● Task requirements
- 1) List every abbreviation that appears in the post about the saline sonohysterogram.
- 2) From the post about the saline sonohysterogram, repeat everything from "Today I donned" down to "check things out.".

● Document text
━━━━━━

Today I donned my lucky stirrup socks:
...and Cory and I headed up to Portland for my mock transfer and my saline sonohysterogram. I got a little nervous on the way up because I wasn't totally sure what they'd find. Back when I was getting my lining looked at by the doc at OHSU, he said he found a couple of fibroids but they weren't in a place that would make trouble for transferring embryos. Then, during our over-the-phone debrief from the failed FET a few months later, he said maybe the fibroids were the reason we weren't able to get pregnant yet. By then I wasn't excited about continuing with him, but it was always niggling in the back of my mind that there might be something going on and I was happy that my current doctor was wanting to check things out.
Cory and I both had some blood drawn, and then I stripped down and spent half an hour in the stirrups. (There was no pain, only verrrrrry mild cramps later, by the way - I'd read about others' experiences with SHG's and they ranged from very painful to not painful at all.) The mock transfer was quick and easy, and then the doctor filled my uterus with saline (it was weird to see the little air bubbles swirling around in there, on the screen) and took a look.
Courtesy of bioscience.org
Here's an ultrasound with some labels so you can get a feel for what a normal uterus should look like. And here's mine.

━━━━━━

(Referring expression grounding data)
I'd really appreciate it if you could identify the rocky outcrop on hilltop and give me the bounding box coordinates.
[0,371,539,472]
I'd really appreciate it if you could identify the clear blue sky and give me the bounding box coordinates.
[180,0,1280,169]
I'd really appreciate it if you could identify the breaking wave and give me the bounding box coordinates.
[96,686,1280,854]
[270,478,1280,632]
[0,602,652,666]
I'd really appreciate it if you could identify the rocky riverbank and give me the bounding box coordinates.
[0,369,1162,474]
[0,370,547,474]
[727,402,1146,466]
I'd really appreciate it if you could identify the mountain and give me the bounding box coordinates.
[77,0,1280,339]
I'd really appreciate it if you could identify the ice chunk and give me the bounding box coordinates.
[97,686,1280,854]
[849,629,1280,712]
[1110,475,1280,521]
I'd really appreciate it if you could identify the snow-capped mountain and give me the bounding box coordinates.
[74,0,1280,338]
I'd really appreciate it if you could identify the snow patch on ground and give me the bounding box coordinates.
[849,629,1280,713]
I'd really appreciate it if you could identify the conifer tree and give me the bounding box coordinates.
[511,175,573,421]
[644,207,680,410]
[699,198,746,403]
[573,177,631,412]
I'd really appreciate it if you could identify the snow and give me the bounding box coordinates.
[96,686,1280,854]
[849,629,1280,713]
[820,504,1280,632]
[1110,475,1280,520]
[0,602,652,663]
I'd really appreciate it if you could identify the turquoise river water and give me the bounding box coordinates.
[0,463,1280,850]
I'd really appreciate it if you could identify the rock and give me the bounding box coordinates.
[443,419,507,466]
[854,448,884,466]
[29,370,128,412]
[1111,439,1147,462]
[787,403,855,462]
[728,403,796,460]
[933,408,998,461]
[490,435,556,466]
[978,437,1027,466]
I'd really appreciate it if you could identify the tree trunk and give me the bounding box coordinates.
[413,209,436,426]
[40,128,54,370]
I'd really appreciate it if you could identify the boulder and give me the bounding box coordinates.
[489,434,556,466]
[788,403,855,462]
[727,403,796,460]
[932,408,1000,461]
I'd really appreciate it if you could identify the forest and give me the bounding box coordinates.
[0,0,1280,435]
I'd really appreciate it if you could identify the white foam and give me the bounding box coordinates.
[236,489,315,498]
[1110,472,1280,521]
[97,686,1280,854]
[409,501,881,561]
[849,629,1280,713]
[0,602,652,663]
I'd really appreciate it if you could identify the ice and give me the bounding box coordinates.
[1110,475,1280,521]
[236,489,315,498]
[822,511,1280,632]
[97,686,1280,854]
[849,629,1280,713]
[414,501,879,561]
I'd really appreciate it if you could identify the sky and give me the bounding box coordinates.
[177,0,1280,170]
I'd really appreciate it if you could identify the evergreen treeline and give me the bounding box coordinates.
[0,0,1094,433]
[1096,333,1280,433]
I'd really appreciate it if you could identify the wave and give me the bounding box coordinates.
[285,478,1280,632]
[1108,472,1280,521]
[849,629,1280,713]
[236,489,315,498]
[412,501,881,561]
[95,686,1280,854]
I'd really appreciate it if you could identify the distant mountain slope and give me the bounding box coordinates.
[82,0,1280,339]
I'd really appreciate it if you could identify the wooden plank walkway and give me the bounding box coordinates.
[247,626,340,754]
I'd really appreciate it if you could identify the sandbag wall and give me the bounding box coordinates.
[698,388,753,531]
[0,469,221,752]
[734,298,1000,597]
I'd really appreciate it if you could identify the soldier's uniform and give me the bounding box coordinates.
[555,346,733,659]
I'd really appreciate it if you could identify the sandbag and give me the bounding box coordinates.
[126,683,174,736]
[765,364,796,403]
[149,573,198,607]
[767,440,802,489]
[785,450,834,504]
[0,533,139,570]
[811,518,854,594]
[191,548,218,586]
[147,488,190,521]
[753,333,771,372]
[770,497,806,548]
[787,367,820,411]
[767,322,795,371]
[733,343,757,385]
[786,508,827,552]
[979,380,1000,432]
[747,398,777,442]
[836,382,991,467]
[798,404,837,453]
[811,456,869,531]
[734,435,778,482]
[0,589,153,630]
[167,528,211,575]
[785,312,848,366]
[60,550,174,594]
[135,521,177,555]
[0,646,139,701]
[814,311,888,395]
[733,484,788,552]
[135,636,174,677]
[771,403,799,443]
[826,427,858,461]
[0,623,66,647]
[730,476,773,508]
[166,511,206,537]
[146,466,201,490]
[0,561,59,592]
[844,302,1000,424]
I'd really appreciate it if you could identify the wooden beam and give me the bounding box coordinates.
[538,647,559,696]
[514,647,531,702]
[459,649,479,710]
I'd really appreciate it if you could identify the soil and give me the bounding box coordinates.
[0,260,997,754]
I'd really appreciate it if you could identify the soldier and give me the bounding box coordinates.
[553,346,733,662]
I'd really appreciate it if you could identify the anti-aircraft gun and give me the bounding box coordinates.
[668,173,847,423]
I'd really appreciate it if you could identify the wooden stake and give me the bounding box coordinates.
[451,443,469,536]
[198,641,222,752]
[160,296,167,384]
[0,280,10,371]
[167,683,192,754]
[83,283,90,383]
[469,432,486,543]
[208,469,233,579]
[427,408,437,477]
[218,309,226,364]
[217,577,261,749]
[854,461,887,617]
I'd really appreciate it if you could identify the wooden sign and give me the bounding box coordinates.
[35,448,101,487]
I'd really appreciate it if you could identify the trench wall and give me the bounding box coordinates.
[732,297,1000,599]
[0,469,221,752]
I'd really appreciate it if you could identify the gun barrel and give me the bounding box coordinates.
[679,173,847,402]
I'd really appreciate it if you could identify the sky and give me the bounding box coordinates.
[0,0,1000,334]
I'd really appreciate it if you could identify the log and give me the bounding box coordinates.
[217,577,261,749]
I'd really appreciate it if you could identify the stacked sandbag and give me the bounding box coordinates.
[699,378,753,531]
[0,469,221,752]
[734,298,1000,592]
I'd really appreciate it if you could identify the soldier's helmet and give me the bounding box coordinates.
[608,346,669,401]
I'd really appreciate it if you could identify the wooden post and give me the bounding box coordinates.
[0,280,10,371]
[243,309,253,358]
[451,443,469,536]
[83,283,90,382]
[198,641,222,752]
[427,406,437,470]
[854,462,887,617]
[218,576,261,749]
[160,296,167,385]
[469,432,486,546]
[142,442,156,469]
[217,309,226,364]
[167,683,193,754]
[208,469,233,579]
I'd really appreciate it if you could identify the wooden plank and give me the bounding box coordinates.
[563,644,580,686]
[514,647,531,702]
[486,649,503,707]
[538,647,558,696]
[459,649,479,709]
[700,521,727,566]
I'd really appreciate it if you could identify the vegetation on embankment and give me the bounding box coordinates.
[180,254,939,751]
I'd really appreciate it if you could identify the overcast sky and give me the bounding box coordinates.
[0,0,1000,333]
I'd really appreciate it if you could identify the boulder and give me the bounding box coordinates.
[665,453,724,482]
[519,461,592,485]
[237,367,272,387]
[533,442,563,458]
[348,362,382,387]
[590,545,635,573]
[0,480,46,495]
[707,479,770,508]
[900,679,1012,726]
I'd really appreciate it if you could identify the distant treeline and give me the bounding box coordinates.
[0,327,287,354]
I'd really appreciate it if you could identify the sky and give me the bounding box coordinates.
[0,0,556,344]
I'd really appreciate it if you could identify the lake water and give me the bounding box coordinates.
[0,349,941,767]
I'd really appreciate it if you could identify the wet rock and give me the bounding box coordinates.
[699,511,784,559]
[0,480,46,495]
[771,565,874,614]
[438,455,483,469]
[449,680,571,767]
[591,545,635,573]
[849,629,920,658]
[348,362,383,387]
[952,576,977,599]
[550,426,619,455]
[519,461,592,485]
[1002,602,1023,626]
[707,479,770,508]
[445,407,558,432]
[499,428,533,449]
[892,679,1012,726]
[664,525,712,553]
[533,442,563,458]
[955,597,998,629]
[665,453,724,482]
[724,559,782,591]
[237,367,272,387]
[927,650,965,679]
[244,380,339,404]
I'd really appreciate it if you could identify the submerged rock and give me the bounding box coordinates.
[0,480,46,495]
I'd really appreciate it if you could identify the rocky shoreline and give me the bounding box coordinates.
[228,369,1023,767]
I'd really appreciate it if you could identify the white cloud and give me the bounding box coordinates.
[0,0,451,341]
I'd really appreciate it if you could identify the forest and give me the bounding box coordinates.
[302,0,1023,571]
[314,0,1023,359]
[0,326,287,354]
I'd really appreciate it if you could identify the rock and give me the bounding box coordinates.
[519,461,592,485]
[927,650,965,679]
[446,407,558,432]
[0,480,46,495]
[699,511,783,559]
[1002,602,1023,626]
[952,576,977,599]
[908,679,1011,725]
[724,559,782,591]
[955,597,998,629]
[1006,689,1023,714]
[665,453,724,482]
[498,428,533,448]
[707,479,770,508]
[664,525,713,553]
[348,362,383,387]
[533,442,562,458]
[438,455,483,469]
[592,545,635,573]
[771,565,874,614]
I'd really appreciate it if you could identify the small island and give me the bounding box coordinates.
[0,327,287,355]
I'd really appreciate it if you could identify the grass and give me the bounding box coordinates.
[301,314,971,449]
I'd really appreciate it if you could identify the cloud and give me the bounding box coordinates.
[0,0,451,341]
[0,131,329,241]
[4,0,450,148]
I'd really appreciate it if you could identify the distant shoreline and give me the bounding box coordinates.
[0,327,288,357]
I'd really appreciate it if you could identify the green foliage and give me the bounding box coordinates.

━━━━━━

● Your written answers
- 1) OHSU, FET, SHG

- 2)
Today I donned my lucky stirrup socks:
...and Cory and I headed up to Portland for my mock transfer and my saline sonohysterogram. I got a little nervous on the way up because I wasn't totally sure what they'd find. Back when I was getting my lining looked at by the doc at OHSU, he said he found a couple of fibroids but they weren't in a place that would make trouble for transferring embryos. Then, during our over-the-phone debrief from the failed FET a few months later, he said maybe the fibroids were the reason we weren't able to get pregnant yet. By then I wasn't excited about continuing with him, but it was always niggling in the back of my mind that there might be something going on and I was happy that my current doctor was wanting to check things out.